PROBLEM TO WORK ON => Arrange the data lines between the line holding "mask job: pointed arch window" and the line holding "269), (65, 298)]", inclusive, as a Markdown table with the columns Row and Line. Give each line its row number and omit blank lines.

Contour labeling data:

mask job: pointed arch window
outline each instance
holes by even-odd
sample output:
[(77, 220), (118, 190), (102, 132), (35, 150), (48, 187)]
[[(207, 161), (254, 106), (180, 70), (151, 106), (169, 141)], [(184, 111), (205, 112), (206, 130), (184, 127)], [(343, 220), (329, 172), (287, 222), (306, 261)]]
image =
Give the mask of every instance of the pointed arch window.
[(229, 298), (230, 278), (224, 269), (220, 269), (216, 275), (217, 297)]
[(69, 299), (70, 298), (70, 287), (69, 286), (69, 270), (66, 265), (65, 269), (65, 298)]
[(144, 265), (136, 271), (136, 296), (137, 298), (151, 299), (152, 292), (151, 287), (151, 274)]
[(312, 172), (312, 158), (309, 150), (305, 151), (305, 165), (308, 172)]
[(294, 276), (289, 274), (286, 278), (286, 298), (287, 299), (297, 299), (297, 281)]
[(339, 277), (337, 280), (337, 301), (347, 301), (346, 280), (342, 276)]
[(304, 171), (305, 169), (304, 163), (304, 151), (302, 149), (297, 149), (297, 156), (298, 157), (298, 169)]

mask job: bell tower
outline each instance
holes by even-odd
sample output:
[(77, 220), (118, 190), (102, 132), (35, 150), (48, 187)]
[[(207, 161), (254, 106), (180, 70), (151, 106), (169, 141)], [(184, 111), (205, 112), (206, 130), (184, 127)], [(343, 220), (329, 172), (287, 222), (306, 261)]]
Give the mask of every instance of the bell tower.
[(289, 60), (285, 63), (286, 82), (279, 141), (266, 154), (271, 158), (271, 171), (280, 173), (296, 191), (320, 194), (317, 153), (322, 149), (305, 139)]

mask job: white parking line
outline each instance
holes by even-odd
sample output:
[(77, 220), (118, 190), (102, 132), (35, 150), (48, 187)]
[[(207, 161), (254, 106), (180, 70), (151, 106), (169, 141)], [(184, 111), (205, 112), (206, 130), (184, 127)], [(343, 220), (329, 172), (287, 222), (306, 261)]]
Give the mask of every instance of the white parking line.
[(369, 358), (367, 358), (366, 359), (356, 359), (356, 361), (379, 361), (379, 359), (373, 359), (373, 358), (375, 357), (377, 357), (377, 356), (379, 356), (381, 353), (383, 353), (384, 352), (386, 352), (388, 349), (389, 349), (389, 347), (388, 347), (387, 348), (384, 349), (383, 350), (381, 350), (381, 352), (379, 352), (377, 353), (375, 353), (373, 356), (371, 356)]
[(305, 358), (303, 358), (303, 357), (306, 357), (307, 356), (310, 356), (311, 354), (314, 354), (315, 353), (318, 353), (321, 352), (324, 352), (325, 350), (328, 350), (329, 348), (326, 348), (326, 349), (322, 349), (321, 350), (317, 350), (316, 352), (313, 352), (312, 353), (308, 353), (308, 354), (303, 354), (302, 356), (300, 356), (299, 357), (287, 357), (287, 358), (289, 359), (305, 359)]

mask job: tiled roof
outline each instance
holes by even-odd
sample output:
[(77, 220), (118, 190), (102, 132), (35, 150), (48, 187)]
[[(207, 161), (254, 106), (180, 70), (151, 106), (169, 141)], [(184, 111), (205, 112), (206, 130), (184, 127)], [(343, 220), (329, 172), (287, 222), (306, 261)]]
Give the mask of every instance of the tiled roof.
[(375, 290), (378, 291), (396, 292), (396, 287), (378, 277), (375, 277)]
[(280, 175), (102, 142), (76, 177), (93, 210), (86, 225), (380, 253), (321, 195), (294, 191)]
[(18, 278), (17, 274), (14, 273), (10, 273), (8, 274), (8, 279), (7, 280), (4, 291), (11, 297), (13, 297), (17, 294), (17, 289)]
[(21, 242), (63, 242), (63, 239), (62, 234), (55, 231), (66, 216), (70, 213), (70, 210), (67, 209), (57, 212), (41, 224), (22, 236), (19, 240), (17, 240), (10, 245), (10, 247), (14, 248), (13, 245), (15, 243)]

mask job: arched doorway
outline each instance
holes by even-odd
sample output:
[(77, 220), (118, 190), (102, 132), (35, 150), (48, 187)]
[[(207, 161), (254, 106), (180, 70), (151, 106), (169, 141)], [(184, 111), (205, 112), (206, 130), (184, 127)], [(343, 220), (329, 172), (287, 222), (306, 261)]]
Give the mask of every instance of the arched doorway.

==

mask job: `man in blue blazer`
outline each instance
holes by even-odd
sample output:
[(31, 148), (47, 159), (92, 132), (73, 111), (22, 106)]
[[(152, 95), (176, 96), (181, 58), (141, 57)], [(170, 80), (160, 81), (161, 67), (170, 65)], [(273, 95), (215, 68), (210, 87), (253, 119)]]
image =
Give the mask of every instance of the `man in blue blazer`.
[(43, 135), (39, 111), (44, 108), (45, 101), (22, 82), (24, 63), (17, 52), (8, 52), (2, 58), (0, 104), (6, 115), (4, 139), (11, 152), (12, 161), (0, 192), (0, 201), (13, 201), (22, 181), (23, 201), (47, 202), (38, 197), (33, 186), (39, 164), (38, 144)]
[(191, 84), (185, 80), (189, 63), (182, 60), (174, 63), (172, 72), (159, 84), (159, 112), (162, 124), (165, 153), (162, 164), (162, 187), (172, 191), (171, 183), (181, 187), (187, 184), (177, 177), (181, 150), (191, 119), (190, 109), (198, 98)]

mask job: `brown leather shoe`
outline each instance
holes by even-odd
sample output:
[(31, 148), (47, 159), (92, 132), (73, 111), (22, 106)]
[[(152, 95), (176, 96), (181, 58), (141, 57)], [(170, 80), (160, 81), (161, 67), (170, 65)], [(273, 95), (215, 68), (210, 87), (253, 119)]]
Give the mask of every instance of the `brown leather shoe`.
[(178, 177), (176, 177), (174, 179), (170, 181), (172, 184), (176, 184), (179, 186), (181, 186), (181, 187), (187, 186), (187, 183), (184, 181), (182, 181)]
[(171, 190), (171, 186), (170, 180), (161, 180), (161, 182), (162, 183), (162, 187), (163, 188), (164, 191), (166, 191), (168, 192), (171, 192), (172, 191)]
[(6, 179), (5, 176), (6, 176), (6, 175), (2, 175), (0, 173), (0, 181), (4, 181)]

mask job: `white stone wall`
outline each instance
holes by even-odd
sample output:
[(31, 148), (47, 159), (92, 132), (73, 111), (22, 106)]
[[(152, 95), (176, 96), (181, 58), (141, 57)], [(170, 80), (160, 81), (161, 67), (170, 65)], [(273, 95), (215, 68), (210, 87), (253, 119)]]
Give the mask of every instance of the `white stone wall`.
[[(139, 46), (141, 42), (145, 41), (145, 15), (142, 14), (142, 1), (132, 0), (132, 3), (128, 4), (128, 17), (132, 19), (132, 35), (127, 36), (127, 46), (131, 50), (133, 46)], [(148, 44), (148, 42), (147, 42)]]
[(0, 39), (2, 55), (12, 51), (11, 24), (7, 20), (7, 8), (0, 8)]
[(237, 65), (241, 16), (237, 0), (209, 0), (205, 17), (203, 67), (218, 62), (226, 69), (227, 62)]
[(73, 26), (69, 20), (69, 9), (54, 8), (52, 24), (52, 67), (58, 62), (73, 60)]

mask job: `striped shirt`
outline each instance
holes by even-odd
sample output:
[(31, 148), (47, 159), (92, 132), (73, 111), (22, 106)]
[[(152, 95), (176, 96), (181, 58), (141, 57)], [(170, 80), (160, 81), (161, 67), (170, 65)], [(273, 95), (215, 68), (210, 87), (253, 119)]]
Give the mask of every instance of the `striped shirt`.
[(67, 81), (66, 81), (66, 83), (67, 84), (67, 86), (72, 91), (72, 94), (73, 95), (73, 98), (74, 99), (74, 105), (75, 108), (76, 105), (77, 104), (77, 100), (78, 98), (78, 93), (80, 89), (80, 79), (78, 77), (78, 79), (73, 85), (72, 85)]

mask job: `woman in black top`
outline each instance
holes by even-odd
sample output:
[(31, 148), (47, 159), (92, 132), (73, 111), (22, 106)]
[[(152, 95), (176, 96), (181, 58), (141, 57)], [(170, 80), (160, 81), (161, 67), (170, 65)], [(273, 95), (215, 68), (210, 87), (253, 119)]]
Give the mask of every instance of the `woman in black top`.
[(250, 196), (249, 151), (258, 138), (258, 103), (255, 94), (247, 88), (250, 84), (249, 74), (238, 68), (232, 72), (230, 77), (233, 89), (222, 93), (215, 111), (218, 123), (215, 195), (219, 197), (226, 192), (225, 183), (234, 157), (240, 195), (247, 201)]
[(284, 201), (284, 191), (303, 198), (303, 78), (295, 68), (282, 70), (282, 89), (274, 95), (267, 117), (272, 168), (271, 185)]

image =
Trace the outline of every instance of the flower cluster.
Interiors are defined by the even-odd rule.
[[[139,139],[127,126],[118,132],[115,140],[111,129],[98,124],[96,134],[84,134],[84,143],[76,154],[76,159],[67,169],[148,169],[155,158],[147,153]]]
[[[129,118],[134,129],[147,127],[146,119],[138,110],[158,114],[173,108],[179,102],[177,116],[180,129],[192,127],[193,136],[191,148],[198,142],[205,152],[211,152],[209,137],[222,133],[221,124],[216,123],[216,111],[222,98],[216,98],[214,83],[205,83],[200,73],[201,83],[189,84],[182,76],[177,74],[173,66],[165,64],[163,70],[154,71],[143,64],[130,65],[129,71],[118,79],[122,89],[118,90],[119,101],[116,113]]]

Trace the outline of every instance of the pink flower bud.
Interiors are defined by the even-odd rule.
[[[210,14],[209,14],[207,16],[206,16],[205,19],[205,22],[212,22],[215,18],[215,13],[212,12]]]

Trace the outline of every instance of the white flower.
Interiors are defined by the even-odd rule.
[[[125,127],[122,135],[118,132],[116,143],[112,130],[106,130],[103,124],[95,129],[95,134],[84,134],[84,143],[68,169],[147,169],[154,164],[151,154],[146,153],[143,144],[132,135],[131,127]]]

--

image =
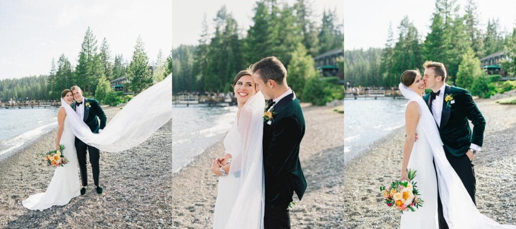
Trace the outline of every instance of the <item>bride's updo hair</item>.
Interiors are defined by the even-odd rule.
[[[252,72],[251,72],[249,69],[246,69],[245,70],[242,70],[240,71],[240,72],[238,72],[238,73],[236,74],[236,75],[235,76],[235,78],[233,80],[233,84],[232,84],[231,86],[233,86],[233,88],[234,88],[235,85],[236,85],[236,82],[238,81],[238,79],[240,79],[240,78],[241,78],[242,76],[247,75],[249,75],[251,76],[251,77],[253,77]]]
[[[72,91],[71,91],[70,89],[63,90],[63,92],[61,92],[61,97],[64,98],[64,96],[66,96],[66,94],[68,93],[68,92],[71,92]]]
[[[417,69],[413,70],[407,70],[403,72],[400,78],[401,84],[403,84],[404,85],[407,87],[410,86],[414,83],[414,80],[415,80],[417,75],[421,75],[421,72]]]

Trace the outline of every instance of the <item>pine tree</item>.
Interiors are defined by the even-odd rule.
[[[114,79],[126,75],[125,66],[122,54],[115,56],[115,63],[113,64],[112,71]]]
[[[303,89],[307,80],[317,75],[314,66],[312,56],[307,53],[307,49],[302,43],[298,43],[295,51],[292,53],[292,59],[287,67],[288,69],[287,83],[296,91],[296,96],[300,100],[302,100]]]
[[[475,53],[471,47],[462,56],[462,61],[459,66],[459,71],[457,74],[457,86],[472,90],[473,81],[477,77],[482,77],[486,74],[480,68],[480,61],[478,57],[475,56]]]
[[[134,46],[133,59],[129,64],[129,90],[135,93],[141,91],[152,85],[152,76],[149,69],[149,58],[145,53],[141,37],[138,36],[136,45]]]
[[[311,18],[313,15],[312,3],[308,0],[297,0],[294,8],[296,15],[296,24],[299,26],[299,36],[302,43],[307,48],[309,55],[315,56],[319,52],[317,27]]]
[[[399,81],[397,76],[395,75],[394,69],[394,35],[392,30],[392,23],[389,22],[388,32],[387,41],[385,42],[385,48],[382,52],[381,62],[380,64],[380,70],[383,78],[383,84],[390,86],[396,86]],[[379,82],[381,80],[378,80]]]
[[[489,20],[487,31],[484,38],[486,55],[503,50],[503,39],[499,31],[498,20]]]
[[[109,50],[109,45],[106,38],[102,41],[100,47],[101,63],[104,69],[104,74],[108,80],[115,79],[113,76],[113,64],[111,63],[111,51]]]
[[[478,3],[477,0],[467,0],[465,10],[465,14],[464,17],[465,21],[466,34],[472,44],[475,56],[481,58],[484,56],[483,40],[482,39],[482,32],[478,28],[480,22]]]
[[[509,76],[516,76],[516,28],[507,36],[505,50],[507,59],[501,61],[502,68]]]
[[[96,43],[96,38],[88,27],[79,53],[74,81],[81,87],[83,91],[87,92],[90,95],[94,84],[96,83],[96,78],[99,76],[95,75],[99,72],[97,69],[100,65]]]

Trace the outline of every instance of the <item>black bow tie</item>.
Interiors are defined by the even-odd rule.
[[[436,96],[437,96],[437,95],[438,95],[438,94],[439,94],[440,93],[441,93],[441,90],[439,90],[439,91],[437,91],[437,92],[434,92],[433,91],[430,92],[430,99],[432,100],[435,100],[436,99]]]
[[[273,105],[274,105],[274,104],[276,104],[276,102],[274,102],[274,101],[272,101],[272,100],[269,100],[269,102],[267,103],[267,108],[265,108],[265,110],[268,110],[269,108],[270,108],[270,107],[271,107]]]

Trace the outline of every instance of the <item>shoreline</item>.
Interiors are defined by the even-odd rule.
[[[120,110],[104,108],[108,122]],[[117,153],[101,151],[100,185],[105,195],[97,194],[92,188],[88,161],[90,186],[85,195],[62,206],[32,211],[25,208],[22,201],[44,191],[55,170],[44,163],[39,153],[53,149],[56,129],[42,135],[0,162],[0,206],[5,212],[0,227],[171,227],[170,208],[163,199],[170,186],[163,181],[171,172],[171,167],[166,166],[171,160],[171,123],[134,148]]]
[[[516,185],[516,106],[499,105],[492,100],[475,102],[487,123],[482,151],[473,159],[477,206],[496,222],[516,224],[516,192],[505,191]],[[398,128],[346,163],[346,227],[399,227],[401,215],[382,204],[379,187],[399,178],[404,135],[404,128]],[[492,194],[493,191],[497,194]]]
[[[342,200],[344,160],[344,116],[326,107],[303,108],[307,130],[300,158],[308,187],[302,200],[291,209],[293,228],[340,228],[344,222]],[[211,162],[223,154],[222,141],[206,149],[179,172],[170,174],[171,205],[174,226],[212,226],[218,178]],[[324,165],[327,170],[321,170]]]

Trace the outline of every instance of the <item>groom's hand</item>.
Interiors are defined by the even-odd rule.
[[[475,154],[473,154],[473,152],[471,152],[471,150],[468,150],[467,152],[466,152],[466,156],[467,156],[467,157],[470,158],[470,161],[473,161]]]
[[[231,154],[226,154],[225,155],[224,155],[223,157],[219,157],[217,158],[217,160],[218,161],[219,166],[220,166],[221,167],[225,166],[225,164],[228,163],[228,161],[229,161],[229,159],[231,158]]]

THE OUTPUT =>
| Row | Line |
|---|---|
| 1 | mask job: pointed arch window |
| 2 | outline each instance |
| 3 | holes by even-odd |
| 4 | sample output: |
| 5 | [(77, 220), (118, 190), (102, 132), (35, 150), (48, 187)] |
| 6 | [[(207, 161), (254, 106), (180, 70), (151, 106), (169, 141)], [(184, 111), (205, 112), (206, 130), (184, 127)], [(343, 220), (329, 172), (287, 222), (306, 261)]] |
| 7 | image = |
| 8 | Give the mask of every instance of the pointed arch window. |
| 9 | [(229, 298), (230, 278), (224, 269), (220, 269), (216, 275), (217, 297)] |
| 10 | [(69, 299), (70, 298), (70, 287), (69, 286), (69, 270), (66, 265), (65, 269), (65, 298)] |